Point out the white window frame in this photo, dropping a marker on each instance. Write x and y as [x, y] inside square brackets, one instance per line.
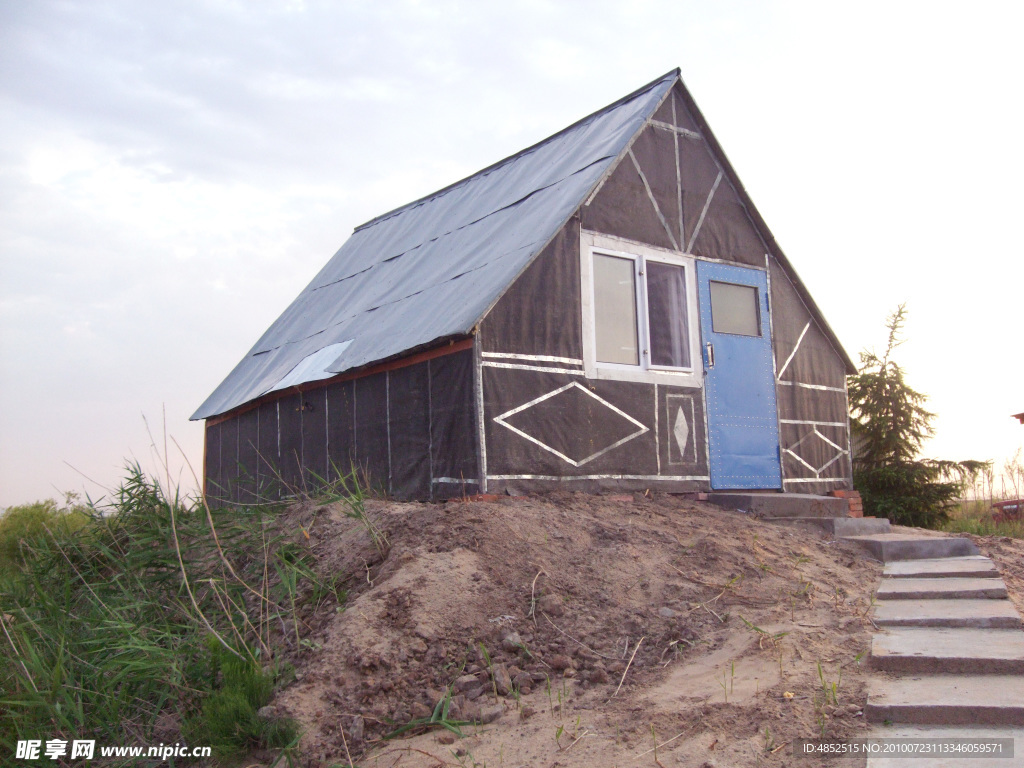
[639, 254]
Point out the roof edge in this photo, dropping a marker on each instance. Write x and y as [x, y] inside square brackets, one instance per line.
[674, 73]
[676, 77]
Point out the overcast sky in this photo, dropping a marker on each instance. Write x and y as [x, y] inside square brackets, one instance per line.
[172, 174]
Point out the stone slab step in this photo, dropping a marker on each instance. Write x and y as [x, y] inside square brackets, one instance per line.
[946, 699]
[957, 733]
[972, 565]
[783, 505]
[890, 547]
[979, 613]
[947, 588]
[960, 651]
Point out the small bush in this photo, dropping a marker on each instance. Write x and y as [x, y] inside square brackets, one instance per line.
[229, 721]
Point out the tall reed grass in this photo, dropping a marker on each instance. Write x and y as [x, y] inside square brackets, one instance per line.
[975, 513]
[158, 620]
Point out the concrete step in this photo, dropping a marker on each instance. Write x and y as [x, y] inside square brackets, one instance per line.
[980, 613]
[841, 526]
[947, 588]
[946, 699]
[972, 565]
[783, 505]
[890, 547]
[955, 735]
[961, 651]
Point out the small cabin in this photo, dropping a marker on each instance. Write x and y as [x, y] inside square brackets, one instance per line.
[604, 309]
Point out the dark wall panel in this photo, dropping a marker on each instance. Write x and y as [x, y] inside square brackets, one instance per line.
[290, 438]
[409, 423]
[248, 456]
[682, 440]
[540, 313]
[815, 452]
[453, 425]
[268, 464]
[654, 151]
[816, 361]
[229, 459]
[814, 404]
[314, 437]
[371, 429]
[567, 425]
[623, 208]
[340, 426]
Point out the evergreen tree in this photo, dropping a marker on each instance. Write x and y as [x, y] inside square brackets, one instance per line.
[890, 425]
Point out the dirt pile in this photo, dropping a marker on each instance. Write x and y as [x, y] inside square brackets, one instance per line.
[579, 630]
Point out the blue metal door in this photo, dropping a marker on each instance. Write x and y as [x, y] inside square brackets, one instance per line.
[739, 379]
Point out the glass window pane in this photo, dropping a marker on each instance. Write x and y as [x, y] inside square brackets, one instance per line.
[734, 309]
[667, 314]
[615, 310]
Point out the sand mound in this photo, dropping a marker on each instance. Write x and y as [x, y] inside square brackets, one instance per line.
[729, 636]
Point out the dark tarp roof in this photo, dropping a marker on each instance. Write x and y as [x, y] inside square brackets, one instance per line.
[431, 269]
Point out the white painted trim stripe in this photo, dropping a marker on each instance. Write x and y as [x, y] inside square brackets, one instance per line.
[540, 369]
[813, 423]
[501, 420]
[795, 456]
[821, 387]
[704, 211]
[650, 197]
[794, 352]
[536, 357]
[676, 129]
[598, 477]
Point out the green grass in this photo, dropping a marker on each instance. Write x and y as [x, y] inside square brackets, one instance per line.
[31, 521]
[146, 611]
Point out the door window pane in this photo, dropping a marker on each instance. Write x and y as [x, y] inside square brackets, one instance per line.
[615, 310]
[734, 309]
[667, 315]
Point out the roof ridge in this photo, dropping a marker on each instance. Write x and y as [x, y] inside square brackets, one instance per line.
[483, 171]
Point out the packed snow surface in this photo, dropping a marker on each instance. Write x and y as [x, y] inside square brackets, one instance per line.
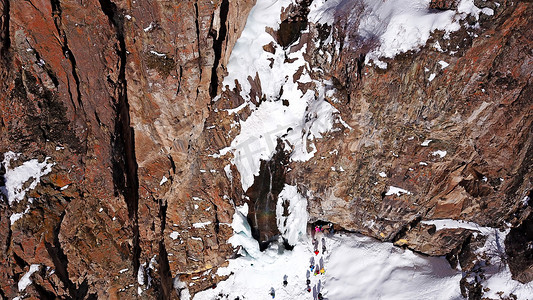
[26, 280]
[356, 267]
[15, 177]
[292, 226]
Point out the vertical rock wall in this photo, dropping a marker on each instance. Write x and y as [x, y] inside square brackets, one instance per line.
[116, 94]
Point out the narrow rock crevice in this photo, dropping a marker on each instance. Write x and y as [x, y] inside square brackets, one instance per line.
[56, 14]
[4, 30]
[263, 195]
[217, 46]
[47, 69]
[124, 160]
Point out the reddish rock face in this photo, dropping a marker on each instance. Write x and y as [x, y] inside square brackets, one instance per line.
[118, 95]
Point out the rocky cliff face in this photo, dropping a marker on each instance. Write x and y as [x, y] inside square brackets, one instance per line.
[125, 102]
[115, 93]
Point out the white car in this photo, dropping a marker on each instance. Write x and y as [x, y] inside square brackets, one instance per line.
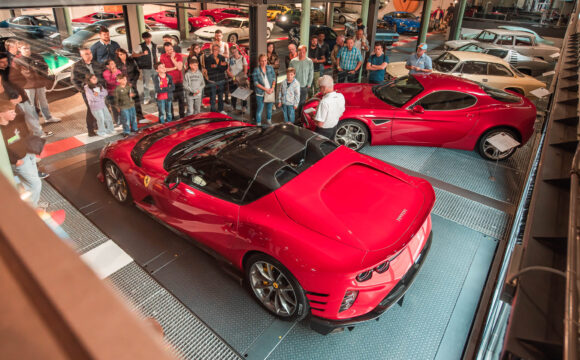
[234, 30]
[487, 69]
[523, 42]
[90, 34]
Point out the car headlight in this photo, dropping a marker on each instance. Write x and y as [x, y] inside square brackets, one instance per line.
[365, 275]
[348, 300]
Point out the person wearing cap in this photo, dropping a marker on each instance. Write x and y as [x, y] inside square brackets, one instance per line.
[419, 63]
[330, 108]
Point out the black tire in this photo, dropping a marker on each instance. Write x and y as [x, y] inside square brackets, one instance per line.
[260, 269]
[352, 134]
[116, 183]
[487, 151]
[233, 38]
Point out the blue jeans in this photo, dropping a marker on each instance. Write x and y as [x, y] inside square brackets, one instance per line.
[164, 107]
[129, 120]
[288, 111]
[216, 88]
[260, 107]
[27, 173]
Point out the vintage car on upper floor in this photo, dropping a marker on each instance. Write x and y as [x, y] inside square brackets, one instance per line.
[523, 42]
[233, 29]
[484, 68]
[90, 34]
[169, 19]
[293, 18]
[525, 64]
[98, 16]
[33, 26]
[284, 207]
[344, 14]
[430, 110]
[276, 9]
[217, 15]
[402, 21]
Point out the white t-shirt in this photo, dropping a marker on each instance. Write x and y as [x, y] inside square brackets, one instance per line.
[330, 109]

============

**WHAT IS REQUIRED:**
Set down the records again exactly as they appear, leaving each picture behind.

**OUTPUT OF THE EXERCISE:**
Point out the white window frame in this photo, dropping a marker on each instance. Write x and y as [x, y] inside square brackets, one instance per line.
[639, 254]
Point out the roof edge in this photo, dropping a marker on each instance. Write x and y as [x, y] inside square brackets, one instance per line.
[674, 73]
[676, 77]
Point out the overcast sky in this photo, dropping a marker on each instance. Write x and y as [x, y] inside square brackets, one instance per line.
[172, 174]
Point out the stone slab step in this photo, dropping a marker on each instance. Write x and y as [x, y] inside square brackets, one instance per line.
[946, 699]
[957, 733]
[972, 565]
[783, 505]
[890, 547]
[979, 613]
[947, 588]
[960, 651]
Point out the small bush in this photo, dropping a marker on each instance. Write x and y as [x, y] inside square brackets, one instance per line.
[229, 721]
Point out the tall reed grass in this photo, dropping a marker on each instance. Write x and y as [x, y] inside square brackets, one instance per line.
[975, 513]
[158, 620]
Point out the concrete step in this photo, dropping a marker on each instance. Write x and y as [x, y] inside square brackets, one instance per line.
[980, 613]
[841, 526]
[947, 588]
[946, 699]
[972, 565]
[783, 505]
[890, 547]
[955, 735]
[961, 651]
Point out the small cabin in this photo, dropping a marker on each instance. Write x and y as [x, y] inside square brackets, one instance per line.
[604, 309]
Point out the dark wall panel in this photo, dropping a marker on each instance. Write x and y as [x, y] inside square brackets, one instance per line.
[290, 438]
[409, 423]
[248, 456]
[682, 440]
[540, 313]
[815, 452]
[453, 425]
[268, 464]
[654, 151]
[816, 361]
[229, 459]
[814, 404]
[314, 437]
[371, 429]
[567, 425]
[623, 208]
[340, 426]
Point out the evergreen tree in this photo, dropping a marker on each instance. Write x and y as [x, y] inside square brackets, one instance per line.
[890, 425]
Point out the dirt pile in this photo, dropping a marker on each instance. Write x and y as [x, y] inside square brackets, one instance per line.
[579, 630]
Point out the blue metal door in this photo, dropping a marker on each instance. Write x and y as [x, y] inside square brackets, one instance per line.
[739, 379]
Point out the glass window pane in this photo, dropping a marker on each instance. Write x and y as [x, y] inside square brackets, one instance per line.
[734, 309]
[667, 314]
[615, 310]
Point out the sand mound in this photo, dropping a marker on each instance. Write x and y as [x, y] inside square brackets, one instance per line.
[729, 636]
Point out the dark tarp roof in this photo, dropping a marker on each instance. Write x and y as [x, y] inside square brackets, one instance per line.
[431, 269]
Point out the white painted trim stripe in this photo, dropping a marker on each instance. Write x and y as [x, y] inside square brackets, one instance per line.
[540, 369]
[813, 423]
[501, 420]
[795, 456]
[821, 387]
[704, 211]
[650, 197]
[794, 352]
[536, 357]
[676, 129]
[598, 477]
Point out the green grass in this photo, dropping a marker on each instance. Write x and y as [x, y] inside square brackets, one instance per line.
[31, 521]
[146, 611]
Point out the door window pane in this photo, dropping a marker on each instance. Write x and y as [x, y] inside square brackets, one instance per line.
[615, 310]
[734, 309]
[667, 315]
Point out the roof ridge in this photo, dropping a marker on each instance. Write x and y as [x, y] inside square brackets, one instance per line.
[483, 171]
Point out the packed snow surface in this photo, dropping a marker on each instance. Write x and y as [x, y] inside square brackets, one instance per line.
[26, 280]
[356, 267]
[15, 177]
[292, 226]
Point out the vertical rock wall in this photo, dropping a marker on each instance. Write x and y as [x, y] inside square brackets, one instance per line.
[116, 94]
Point out the narrow rock crevice in this photo, dropping a marker on each instance. Write x and y as [x, y] inside square brackets, one instance per line.
[56, 14]
[4, 30]
[263, 195]
[217, 46]
[47, 69]
[124, 160]
Point out the reddish rock face in this photo, dropping a marker on each instance. Write x and y as [x, y] inside square brackets, one instance per line.
[118, 95]
Point out the rocky cliff face in this photo, dropping a marker on each instance. Write x and y as [x, y] inside square brackets, one instance per line.
[125, 102]
[115, 93]
Point out the white car in this photo, dropping a marker on each instance. Write x and y as [x, y] inside square brackets, one instance per line.
[234, 30]
[487, 69]
[523, 42]
[90, 34]
Point out the car headlight in this photo, dropping a marker on each instance. Write x and y as [x, y] inside square brackets, one instance per line.
[365, 275]
[348, 300]
Point out the person wearing cap in this photo, dropping a marker on each instance. Write x and y as [x, y] inside square brackets, one instance per line.
[419, 63]
[330, 108]
Point out the black tire in this photo, dropping a marker on each instance. Write x and y as [x, y] inside square brackets, one instance per line.
[260, 269]
[352, 134]
[116, 183]
[487, 151]
[233, 38]
Point out the blue jeans in this photo, dropping a marker on each instance. Write x and y as [x, y] inside square brackets, one instance per line.
[164, 107]
[129, 120]
[288, 111]
[216, 88]
[260, 107]
[27, 173]
Point out the vintage car on upper floor in this photo, dropping a marker on each instance. Write x and y as [x, y] inside square brackets, one instance per line.
[523, 42]
[233, 29]
[484, 68]
[90, 34]
[169, 19]
[293, 18]
[525, 64]
[98, 16]
[33, 26]
[284, 207]
[344, 14]
[430, 110]
[276, 9]
[217, 15]
[402, 21]
Point out the white t-shirt in this photo, dropping a marker on each instance. Write x and y as [x, y] inside square brackets, one instance per line.
[330, 109]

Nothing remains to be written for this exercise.